_AUFGABEN_.
1. In welchem Jahr gründete sich laut dem Textabschnitt über den Feigenbaum der Staat Israel?
2. Schreiben Sie aus dem Textabschnitt den Teil zwischen „Von Dr. Ulrich“ und „Erfüllung zu gehen.“ einschließlich wortgetreu ab.
3. Übersetzen Sie aus dem Textabschnitt über den Feigenbaum den Satz „Im Ton einer gespannten Erwartung wird dann oft gesagt: Jesus habe Israel mit dem Feigenbaum verglichen.“ ins Englische.
-------- TEXTABSCHNITT
Von Dr. Ulrich Wendel

„Der blühende Feigenbaum ist Symbol für die Staatengründung Israels“

Über die Bibel kursieren viele Ideen, die zwar populär sind, aber der Nachprüfung nicht standhalten: Maria Magdalena war eine Prostituierte, das „Nadelöhr“ war ein Stadttor in Jerusalem – und manches mehr…

 

„Wenn der Feigenbaum blüht …“ – so oder ähnlich lauten die Titel von Predigten oder frommen Infoschriften über Israel. Im Ton einer gespannten Erwartung wird dann oft gesagt: Jesus habe Israel mit dem Feigenbaum verglichen. Wenn der blüht, sei die allerletzte Zeit angebrochen. Weil nun der Feigenbaum in der Bibel ein Symbol für Israel sei und weil 1948 die Welt zusehen konnte, wie der Staat Israel sich gründete, sei diese Prophetie von Jesus dabei, in Erfüllung zu gehen.
----------------
-------- EXTRAHIERTES MATERIAL
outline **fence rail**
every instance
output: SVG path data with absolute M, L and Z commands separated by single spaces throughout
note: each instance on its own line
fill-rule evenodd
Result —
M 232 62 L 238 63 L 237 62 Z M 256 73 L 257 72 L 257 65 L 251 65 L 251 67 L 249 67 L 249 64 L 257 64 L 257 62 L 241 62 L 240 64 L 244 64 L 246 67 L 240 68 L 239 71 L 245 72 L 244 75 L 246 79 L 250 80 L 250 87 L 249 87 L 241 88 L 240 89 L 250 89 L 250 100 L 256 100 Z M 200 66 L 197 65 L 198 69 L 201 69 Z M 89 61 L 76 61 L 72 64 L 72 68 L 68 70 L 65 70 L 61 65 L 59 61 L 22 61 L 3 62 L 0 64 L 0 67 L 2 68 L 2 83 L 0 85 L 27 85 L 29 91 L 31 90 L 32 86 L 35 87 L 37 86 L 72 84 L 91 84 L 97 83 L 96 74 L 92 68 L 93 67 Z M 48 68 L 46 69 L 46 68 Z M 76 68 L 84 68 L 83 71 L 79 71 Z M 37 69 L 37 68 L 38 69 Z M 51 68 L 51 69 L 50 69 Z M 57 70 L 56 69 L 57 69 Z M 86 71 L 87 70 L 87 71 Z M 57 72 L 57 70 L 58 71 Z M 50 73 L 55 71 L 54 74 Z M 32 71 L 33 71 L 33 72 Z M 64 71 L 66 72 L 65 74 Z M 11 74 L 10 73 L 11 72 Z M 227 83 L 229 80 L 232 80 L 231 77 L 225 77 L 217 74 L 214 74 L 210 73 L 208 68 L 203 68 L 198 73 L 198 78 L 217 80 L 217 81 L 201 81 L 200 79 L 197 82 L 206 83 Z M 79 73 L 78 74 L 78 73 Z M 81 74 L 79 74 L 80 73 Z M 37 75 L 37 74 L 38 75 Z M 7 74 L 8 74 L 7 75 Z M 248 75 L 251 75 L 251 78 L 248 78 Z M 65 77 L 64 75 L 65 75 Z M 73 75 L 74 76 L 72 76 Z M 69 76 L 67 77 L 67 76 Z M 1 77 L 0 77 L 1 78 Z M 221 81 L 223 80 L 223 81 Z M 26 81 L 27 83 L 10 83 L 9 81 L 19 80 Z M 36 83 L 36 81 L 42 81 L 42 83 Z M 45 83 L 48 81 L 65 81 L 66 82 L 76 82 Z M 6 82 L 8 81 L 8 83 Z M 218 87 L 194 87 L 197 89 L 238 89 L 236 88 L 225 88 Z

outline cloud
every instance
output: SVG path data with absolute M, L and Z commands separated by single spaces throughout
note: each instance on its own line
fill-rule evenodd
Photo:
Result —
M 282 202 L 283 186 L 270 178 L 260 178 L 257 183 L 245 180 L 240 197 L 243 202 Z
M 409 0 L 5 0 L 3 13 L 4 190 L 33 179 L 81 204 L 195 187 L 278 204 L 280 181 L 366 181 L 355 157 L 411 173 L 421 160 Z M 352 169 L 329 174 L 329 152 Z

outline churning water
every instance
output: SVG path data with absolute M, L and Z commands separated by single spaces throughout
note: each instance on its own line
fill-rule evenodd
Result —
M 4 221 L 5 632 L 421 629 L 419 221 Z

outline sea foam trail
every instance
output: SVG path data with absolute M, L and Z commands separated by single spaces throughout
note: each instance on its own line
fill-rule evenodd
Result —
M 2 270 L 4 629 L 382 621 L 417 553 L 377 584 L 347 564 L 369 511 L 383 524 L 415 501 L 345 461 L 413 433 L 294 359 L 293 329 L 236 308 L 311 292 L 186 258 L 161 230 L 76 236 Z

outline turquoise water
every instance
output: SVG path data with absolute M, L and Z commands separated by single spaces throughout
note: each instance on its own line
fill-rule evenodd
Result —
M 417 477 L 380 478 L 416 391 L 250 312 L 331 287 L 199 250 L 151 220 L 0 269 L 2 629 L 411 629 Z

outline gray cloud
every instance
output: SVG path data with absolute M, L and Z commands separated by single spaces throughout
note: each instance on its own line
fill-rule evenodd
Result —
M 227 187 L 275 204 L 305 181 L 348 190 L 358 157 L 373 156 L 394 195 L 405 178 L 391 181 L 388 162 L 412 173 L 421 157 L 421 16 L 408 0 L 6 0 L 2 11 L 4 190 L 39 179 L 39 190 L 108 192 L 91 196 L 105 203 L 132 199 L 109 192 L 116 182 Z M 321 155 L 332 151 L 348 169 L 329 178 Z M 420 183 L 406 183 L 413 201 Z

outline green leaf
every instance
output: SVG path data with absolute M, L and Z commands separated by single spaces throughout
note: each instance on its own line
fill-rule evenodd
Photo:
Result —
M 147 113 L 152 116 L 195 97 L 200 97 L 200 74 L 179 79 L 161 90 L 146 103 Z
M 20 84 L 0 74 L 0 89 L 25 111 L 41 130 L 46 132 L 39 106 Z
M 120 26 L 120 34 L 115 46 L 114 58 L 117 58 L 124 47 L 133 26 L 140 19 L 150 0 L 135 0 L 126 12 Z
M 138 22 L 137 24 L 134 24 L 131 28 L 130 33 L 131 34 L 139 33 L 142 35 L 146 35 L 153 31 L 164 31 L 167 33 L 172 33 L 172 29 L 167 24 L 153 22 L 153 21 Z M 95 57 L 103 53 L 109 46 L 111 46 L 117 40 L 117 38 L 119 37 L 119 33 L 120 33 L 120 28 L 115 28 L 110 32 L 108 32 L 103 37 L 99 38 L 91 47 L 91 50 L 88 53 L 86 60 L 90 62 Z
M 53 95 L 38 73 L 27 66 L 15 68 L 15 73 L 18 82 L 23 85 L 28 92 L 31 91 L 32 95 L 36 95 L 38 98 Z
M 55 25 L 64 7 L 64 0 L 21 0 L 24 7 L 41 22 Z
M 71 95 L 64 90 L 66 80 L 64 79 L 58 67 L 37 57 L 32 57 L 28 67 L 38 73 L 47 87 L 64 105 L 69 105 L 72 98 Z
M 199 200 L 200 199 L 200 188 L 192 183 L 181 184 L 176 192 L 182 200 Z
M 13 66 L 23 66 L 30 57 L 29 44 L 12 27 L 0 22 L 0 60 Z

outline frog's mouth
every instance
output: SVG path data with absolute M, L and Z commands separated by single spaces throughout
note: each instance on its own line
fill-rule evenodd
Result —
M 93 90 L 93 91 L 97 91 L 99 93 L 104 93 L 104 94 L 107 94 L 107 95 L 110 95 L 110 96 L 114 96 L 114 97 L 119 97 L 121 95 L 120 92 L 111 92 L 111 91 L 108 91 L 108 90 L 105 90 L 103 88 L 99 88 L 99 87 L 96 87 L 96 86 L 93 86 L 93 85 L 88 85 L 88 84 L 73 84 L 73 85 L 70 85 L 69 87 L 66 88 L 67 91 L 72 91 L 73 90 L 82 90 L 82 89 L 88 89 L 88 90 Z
----------------
_LÖSUNGEN_.
1. 1948

2.
Von Dr. Ulrich Wendel

„Der blühende Feigenbaum ist Symbol für die Staatengründung Israels“

Über die Bibel kursieren viele Ideen, die zwar populär sind, aber der Nachprüfung nicht standhalten: Maria Magdalena war eine Prostituierte, das „Nadelöhr“ war ein Stadttor in Jerusalem – und manches mehr…

 

„Wenn der Feigenbaum blüht …“ – so oder ähnlich lauten die Titel von Predigten oder frommen Infoschriften über Israel. Im Ton einer gespannten Erwartung wird dann oft gesagt: Jesus habe Israel mit dem Feigenbaum verglichen. Wenn der blüht, sei die allerletzte Zeit angebrochen. Weil nun der Feigenbaum in der Bibel ein Symbol für Israel sei und weil 1948 die Welt zusehen konnte, wie der Staat Israel sich gründete, sei diese Prophetie von Jesus dabei, in Erfüllung zu gehen.

3. In a tone of eager anticipation, it is then often said that Jesus compared Israel to the fig tree.